- _GIVEN INSTRUCTION_
Extract, word for word, the lines from the line containing "The service SHOULD place a point on the blue" up to and including the line containing "Query: blue sky". Leave the pictures out of your answer.

- _DATA TO USE_
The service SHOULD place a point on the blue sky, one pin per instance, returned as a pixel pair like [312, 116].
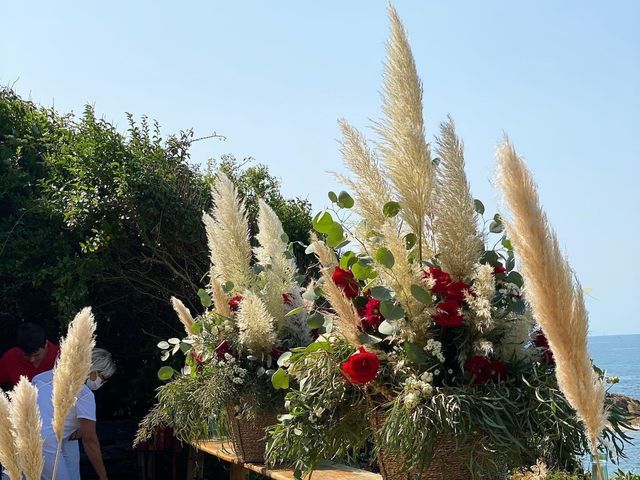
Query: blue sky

---

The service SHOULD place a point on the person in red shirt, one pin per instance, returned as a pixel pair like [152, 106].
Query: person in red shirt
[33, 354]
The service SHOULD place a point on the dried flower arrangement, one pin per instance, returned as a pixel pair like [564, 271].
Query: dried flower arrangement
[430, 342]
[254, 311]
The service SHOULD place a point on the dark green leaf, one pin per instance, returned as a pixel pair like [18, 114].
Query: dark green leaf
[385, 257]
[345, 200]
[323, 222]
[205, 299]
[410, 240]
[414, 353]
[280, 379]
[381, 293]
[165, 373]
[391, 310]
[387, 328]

- _EXERCISE RESPONSE_
The service SHOULD place a point on the blue sky, one pin per instance, returned as a pixel pair like [312, 116].
Query: blue sky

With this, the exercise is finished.